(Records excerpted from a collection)
▬▬▬▬▬▬▬▬▬▬

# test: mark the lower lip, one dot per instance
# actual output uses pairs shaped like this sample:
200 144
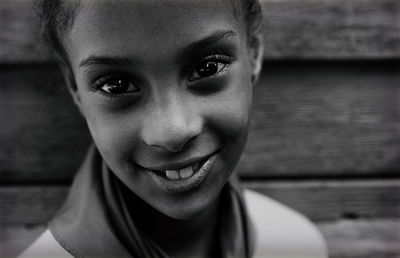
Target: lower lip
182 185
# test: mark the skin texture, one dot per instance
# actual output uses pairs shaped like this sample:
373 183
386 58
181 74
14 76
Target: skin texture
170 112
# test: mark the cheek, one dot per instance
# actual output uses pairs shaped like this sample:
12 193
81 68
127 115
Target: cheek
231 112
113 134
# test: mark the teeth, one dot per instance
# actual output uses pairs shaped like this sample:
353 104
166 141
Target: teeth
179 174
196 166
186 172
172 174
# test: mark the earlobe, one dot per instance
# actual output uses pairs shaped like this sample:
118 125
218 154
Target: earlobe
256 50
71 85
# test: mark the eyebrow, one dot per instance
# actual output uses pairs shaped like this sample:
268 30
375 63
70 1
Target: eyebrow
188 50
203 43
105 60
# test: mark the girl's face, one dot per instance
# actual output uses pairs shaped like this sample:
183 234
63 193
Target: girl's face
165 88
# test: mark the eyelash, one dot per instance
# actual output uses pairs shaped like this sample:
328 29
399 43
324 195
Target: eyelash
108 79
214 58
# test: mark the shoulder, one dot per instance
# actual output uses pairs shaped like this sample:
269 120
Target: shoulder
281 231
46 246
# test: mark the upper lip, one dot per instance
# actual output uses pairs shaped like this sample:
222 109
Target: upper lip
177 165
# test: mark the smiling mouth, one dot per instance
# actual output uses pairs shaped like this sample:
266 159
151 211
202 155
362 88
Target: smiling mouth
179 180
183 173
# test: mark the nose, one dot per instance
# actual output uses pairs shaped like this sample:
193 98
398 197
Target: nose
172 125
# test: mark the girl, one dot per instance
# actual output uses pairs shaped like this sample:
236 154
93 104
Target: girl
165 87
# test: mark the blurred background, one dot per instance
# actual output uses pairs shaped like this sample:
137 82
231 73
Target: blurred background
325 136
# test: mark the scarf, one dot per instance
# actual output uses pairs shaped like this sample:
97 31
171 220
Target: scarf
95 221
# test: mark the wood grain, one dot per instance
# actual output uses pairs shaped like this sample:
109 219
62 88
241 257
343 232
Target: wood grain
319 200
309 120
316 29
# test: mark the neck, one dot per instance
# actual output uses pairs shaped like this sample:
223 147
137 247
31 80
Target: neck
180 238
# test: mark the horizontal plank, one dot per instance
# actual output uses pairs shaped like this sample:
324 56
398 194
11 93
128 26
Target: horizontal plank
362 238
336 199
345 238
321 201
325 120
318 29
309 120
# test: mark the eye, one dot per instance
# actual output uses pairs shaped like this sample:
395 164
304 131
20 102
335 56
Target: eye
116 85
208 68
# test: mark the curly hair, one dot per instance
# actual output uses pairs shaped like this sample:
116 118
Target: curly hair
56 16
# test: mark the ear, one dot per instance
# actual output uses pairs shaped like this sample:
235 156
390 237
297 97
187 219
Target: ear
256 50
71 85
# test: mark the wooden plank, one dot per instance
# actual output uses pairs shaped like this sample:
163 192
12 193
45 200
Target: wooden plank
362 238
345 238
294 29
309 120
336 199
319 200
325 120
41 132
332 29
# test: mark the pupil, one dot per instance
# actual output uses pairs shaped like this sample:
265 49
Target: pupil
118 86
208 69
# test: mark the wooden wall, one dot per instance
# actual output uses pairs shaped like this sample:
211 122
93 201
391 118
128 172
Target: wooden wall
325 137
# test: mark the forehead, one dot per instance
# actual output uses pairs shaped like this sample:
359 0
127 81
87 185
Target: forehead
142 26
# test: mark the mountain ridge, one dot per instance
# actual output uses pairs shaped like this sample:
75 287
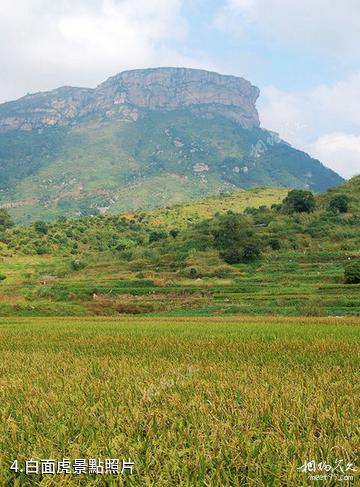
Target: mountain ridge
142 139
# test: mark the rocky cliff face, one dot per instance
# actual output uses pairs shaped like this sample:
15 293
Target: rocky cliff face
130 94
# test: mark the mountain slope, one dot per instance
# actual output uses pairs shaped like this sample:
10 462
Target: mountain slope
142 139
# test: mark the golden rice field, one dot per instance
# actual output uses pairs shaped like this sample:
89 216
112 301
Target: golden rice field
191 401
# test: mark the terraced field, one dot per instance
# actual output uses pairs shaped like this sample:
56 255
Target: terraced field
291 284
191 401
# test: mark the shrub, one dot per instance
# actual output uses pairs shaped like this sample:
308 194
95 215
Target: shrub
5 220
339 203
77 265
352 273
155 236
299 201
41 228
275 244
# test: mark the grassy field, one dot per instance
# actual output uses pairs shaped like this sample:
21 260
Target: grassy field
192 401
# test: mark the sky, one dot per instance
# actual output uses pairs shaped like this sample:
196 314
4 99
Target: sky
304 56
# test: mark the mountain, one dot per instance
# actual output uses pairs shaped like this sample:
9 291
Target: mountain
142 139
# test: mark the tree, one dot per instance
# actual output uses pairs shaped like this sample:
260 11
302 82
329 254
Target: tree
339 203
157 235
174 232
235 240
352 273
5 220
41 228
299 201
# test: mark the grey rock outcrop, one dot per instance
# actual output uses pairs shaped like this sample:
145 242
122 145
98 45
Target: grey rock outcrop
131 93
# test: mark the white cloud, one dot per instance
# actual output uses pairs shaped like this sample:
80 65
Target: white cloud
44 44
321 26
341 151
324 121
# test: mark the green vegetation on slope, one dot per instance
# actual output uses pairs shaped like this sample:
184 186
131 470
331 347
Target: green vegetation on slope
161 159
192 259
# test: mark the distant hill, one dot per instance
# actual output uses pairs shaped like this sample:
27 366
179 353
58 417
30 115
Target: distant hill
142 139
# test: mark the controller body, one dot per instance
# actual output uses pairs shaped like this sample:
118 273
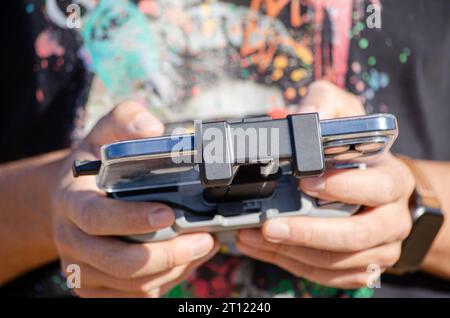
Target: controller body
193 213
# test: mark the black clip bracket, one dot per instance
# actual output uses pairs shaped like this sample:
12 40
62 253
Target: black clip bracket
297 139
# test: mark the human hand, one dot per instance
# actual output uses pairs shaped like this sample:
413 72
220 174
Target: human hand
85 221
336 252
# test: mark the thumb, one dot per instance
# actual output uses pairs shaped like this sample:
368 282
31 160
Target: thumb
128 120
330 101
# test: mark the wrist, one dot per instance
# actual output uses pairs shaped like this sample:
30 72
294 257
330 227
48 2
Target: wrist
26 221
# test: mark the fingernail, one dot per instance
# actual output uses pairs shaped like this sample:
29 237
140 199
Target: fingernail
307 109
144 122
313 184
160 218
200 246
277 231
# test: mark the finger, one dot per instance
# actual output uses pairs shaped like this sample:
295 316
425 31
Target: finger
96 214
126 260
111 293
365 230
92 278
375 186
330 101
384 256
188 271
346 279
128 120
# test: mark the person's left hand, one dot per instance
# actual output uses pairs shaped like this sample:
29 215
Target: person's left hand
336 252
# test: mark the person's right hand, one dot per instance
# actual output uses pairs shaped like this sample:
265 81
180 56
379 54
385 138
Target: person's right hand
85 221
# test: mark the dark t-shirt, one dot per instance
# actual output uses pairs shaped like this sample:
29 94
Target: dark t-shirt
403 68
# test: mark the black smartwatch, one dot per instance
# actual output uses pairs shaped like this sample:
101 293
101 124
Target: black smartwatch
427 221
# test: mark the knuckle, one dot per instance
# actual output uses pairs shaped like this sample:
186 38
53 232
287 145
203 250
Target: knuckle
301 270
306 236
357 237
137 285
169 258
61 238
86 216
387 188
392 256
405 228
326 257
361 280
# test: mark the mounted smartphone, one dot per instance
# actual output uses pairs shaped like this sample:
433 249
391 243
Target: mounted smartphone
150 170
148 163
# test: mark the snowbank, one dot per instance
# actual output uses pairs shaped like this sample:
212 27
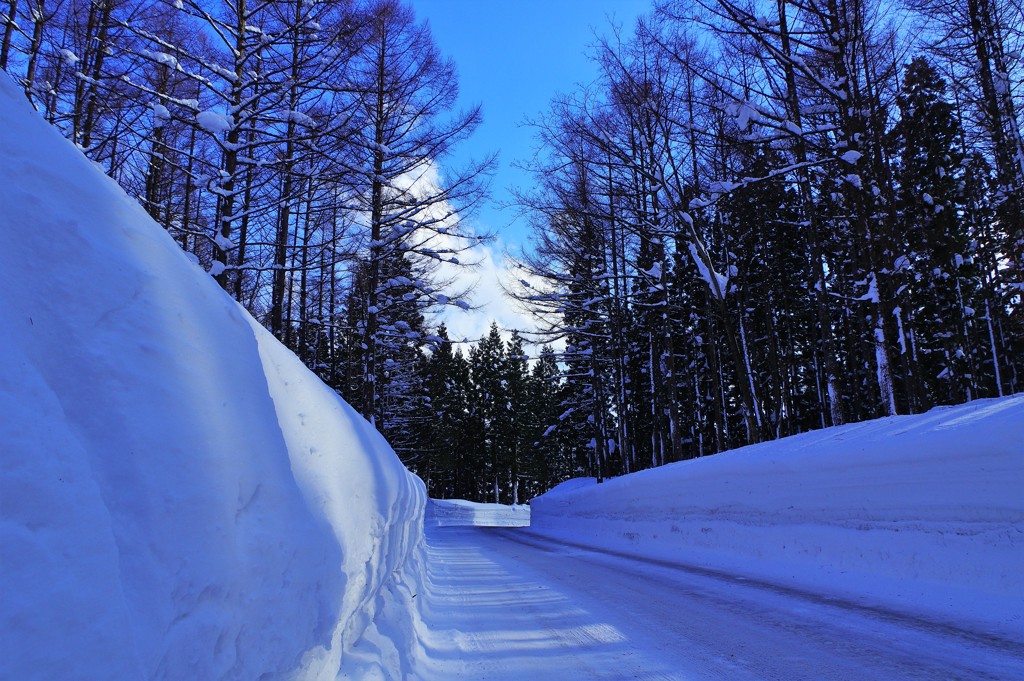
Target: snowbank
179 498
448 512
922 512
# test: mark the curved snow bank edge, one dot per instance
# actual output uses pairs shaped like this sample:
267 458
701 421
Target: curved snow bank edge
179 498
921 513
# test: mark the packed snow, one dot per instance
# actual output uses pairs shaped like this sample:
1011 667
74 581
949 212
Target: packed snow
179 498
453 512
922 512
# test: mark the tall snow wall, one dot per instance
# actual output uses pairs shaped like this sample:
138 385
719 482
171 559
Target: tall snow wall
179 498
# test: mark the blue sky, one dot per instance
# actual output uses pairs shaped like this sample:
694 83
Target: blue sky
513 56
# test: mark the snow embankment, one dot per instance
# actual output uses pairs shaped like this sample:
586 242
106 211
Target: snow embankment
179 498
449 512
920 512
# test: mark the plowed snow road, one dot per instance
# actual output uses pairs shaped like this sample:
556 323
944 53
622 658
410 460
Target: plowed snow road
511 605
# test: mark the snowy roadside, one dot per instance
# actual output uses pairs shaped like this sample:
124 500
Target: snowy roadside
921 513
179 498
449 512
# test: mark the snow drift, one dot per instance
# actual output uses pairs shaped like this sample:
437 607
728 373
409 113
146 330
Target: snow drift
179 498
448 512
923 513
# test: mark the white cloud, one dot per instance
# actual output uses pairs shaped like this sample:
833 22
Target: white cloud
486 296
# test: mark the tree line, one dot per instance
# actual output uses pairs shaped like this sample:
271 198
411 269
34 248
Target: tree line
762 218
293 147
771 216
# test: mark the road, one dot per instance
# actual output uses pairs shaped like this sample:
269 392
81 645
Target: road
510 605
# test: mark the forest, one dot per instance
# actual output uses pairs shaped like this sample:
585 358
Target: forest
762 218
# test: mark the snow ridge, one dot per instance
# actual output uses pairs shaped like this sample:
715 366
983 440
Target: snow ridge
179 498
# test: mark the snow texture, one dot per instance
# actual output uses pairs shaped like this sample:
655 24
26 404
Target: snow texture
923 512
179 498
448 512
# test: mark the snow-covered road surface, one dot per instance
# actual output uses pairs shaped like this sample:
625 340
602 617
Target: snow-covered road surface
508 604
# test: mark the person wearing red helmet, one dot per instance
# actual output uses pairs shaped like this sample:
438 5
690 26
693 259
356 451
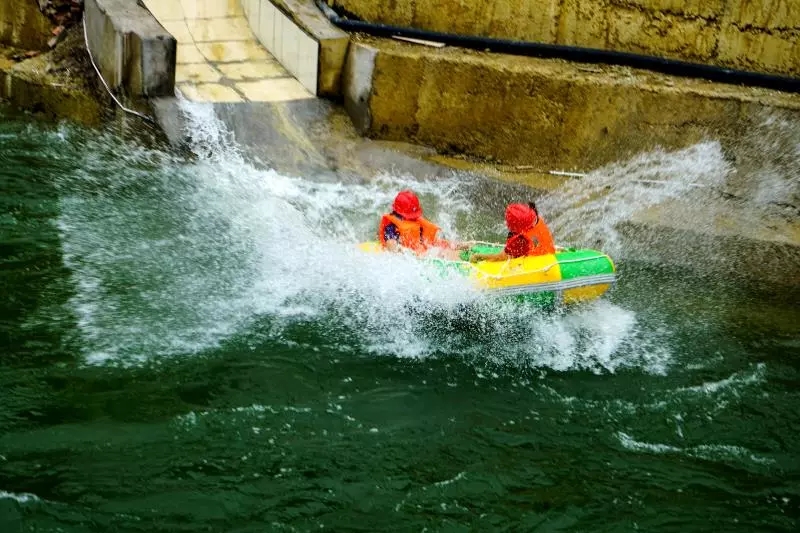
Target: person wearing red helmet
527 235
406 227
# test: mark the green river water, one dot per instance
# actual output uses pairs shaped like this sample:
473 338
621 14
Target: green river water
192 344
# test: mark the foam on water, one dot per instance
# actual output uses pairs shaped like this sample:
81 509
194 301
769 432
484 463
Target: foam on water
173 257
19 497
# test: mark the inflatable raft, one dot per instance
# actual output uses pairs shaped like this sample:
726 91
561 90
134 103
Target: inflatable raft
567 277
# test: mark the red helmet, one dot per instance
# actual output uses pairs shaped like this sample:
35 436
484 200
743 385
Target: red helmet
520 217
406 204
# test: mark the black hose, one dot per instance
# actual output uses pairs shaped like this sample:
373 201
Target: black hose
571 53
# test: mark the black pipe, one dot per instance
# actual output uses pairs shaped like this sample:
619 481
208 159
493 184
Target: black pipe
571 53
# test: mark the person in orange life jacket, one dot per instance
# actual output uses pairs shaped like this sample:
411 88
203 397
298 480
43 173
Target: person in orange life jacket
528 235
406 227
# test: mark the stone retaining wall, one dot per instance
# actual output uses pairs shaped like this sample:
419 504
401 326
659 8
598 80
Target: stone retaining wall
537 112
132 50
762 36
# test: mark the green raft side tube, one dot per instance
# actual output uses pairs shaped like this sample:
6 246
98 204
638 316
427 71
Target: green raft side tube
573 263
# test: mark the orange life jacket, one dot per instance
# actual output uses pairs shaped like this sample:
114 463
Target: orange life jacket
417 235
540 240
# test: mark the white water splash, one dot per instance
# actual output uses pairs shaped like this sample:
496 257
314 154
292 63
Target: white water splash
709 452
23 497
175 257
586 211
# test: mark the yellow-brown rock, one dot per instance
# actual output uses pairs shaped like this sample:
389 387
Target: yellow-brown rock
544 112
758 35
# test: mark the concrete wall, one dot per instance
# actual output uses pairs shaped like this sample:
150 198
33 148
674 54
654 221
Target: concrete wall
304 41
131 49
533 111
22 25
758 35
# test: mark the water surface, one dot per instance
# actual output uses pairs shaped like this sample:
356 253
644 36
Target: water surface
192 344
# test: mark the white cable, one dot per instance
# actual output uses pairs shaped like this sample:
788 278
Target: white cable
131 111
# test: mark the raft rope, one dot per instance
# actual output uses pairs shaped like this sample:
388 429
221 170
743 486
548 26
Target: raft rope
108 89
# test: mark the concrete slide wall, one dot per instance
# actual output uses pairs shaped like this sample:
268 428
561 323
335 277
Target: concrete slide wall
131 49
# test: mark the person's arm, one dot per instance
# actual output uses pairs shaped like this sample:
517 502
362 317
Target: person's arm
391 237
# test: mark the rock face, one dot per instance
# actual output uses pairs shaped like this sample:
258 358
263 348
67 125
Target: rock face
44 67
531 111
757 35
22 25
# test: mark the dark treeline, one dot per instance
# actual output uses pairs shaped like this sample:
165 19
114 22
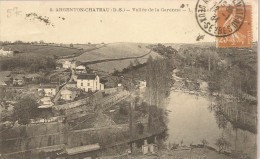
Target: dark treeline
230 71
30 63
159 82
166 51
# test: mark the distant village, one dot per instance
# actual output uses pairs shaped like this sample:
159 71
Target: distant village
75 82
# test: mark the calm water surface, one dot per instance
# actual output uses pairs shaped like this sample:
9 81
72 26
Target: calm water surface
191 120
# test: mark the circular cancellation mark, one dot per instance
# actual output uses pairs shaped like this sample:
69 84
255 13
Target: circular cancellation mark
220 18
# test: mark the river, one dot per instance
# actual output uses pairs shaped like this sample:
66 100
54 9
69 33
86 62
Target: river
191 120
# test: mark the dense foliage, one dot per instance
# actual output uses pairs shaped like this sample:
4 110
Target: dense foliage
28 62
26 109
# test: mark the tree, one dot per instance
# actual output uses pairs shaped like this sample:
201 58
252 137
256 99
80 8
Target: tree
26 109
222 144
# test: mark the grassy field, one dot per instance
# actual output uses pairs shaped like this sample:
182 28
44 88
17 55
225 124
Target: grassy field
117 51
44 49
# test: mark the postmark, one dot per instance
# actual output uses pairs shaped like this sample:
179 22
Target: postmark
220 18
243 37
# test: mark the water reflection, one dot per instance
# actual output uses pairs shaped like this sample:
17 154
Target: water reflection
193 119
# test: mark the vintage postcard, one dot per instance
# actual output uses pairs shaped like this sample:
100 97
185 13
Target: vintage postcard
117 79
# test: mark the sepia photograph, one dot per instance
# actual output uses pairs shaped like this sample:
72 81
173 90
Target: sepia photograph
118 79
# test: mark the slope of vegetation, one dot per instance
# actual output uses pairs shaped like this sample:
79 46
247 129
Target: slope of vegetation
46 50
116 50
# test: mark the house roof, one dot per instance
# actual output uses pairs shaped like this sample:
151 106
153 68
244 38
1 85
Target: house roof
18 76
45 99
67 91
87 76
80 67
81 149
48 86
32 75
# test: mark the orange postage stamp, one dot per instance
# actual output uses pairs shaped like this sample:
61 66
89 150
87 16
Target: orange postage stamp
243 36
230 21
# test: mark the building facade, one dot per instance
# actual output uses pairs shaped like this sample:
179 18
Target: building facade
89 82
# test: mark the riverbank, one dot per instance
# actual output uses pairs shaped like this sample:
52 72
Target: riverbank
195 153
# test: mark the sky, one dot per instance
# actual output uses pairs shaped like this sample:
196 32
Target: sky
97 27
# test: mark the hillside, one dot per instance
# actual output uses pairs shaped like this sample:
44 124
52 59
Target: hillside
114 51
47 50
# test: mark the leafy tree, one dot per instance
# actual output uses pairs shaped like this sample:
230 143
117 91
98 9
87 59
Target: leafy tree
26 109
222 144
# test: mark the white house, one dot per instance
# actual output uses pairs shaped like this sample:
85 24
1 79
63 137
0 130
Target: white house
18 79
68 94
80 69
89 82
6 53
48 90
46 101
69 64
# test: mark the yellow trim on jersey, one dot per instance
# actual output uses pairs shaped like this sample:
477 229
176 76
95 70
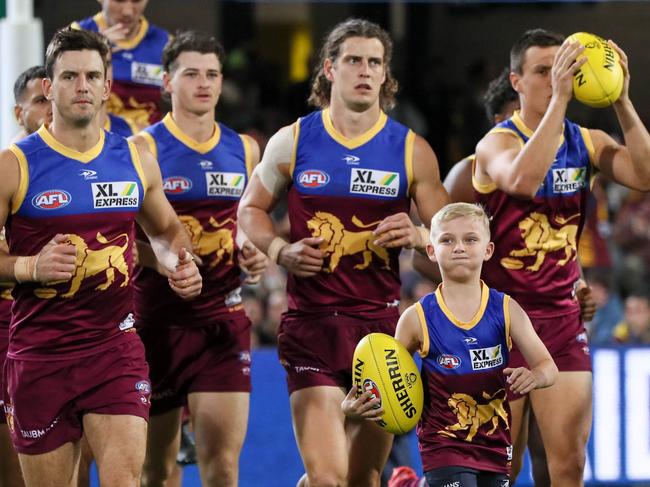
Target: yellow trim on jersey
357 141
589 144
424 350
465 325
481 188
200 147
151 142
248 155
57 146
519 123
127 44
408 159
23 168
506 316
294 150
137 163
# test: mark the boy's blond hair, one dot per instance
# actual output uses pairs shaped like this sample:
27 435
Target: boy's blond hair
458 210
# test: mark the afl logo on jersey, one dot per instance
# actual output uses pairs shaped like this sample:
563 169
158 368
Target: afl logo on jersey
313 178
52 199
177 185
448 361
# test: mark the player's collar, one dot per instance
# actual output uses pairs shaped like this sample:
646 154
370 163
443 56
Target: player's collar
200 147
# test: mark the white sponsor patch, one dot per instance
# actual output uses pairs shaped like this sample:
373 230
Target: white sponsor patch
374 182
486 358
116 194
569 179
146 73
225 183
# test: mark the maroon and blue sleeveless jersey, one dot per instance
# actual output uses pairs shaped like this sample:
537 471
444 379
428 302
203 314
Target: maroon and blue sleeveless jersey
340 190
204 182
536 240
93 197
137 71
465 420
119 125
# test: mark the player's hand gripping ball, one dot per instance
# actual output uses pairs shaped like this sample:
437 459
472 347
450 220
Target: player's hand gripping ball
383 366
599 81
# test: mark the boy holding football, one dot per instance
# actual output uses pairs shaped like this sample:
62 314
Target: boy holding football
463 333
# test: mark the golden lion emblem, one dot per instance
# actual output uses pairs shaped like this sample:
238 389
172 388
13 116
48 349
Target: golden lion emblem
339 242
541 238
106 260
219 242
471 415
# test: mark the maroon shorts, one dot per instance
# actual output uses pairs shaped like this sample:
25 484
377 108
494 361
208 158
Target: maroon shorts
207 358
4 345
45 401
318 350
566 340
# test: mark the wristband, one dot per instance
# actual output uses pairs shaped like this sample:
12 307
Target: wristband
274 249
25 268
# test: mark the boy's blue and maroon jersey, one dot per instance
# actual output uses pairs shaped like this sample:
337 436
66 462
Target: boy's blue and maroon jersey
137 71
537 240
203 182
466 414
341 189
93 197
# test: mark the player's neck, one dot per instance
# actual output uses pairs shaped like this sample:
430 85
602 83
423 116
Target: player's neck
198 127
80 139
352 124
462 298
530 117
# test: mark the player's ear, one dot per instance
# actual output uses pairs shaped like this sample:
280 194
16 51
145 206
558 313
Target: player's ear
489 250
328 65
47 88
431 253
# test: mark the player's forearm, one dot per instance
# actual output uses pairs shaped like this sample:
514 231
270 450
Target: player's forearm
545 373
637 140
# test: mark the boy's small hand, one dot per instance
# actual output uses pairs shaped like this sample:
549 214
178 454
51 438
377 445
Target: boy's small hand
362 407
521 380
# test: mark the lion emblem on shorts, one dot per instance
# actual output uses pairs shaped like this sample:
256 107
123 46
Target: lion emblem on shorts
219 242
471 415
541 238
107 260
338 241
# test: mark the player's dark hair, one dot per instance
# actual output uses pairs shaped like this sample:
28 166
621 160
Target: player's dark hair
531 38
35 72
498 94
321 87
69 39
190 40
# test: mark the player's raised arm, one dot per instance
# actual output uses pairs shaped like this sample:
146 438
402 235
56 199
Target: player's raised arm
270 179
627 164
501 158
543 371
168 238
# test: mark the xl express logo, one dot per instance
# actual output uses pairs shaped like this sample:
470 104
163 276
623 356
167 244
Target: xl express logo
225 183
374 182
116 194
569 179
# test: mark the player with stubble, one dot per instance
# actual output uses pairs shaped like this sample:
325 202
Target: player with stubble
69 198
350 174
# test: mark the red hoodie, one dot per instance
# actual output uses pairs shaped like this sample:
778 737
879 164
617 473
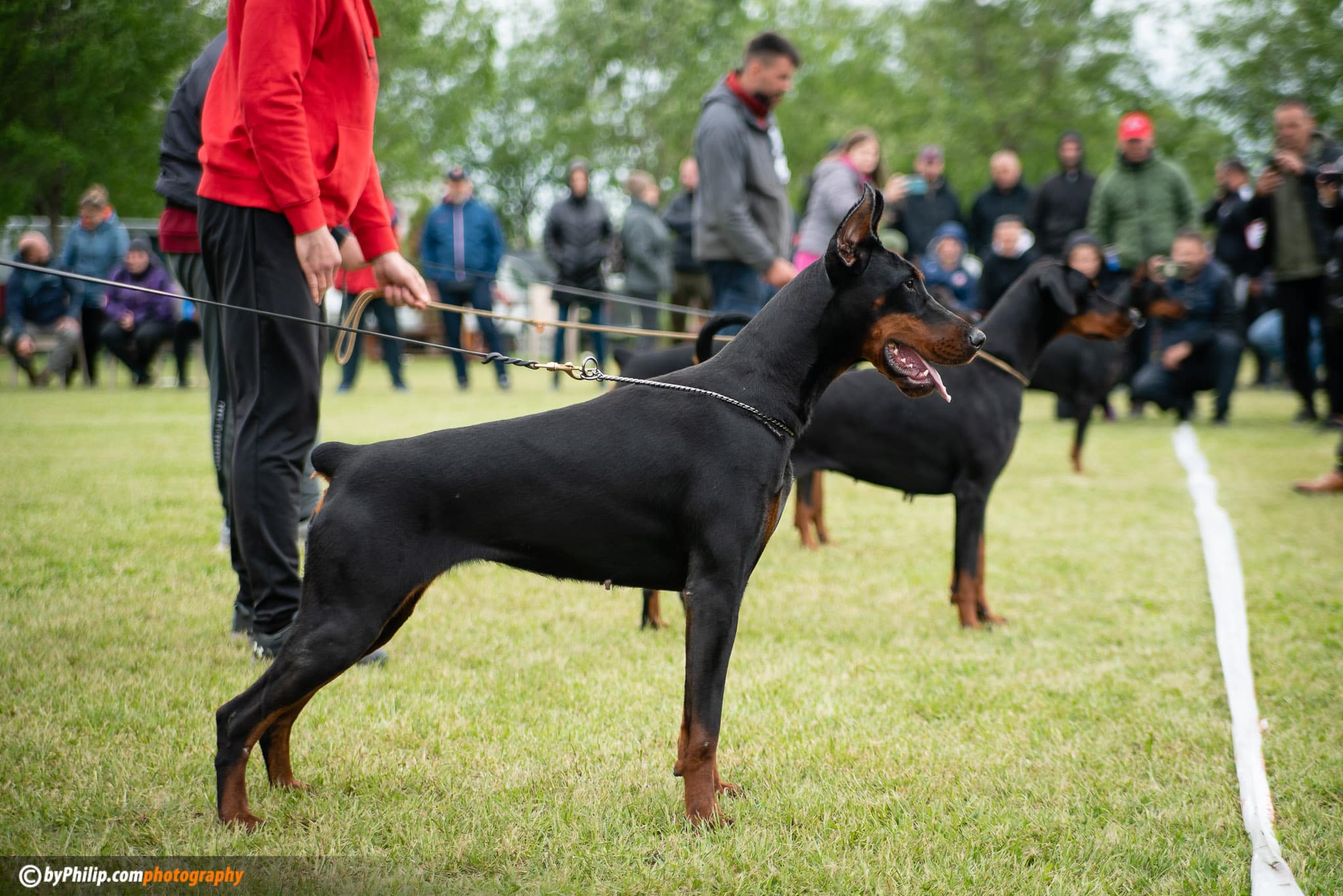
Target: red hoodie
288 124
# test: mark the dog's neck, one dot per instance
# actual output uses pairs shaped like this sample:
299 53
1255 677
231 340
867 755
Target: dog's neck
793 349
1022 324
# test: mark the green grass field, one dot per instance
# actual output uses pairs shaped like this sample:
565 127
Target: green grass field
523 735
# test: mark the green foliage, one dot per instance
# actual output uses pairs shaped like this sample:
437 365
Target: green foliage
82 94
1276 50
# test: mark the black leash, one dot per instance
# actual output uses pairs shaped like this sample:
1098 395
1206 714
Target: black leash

▬▬▬▬▬▬▬▬▬▬

## [Your objective]
Filter the entries above and keep only the lines with the word "leash".

## [Answer space]
# test: mark the black leash, one dot per instance
Target: black leash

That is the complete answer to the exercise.